### DO THIS:
Please set down all the lines beneath this one exactly, without the pictures.

### INPUT RECORDS:
*-*-*
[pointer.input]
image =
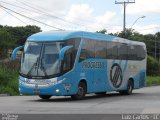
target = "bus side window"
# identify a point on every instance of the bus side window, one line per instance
(68, 61)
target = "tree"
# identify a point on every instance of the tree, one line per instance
(6, 42)
(10, 37)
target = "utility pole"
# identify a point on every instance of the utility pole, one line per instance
(124, 17)
(155, 51)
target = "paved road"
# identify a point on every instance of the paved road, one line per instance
(145, 100)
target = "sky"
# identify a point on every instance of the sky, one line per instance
(86, 15)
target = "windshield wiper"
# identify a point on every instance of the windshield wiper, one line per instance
(44, 70)
(29, 72)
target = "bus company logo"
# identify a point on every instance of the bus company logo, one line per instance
(116, 75)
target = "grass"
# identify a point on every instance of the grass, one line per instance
(8, 80)
(152, 80)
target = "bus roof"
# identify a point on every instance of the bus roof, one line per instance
(63, 35)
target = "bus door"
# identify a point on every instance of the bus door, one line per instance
(100, 75)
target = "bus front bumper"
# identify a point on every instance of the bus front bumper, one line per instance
(56, 89)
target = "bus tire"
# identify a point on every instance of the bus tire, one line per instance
(129, 90)
(82, 89)
(45, 97)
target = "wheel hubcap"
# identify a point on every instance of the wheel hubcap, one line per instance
(80, 91)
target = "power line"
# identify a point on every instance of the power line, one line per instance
(124, 17)
(14, 16)
(62, 19)
(47, 14)
(30, 18)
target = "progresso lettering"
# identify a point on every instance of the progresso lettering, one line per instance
(93, 65)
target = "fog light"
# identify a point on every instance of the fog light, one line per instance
(57, 90)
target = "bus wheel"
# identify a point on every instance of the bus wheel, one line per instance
(82, 89)
(129, 89)
(45, 97)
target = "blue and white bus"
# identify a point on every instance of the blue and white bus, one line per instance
(75, 63)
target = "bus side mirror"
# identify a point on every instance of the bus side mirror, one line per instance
*-*-*
### SOLUTION:
[pointer.input]
image =
target = "bus side window"
# identify a point on every instance of the bus side window, one line per instance
(68, 61)
target = "tree"
# identify a point on every instance of the tree, one line per instance
(6, 42)
(10, 37)
target = "utility pole"
# identify a point on every instance of the utility pole, one line per instance
(124, 17)
(155, 51)
target = "paved road"
# identify a point on every instance of the paved road, one line per instance
(145, 100)
target = "sky"
# identify a point on every instance of the sky, one line per instance
(86, 15)
target = "windshield wiper"
# identify a point on every instance of the windshield wiper, one line per instance
(44, 70)
(29, 72)
target = "bus company logo"
# identify a point on every instance of the bus company logo, one line per instance
(116, 75)
target = "grass"
# identify a point on every instance of the grass, one line per instance
(8, 80)
(152, 80)
target = "bus roof"
# identify a point on every instance of the bus roof, one line per instance
(63, 35)
target = "bus door"
# identify a point on every instance of the bus door, one line per instance
(100, 75)
target = "bus front bumper"
# identify a point on every instance of the bus front bumper, one line per instance
(56, 89)
target = "bus tire"
# identify a point on every instance of the bus tire, one line per instance
(129, 90)
(82, 89)
(45, 97)
target = "wheel hubcap"
# identify a point on every instance of the wheel hubcap, one line per instance
(80, 91)
target = "power line"
# identify a point on every instance of the power line, one line per instance
(124, 17)
(14, 16)
(62, 19)
(47, 14)
(30, 18)
target = "progresso lettering"
# identify a point on every instance of the progresso lettering, one line per instance
(93, 65)
target = "fog light"
# identify a point on every instance of the fog light, one line per instance
(57, 90)
target = "bus wheel"
# identify a point on every instance of the bus wheel, one line per instance
(82, 89)
(129, 89)
(45, 97)
target = "blue and white bus"
# identify a point on every instance of the blue and white bus, one line per instance
(75, 63)
target = "bus side mirror"
# identify a point on every instance of the bus side mirror, one line per instance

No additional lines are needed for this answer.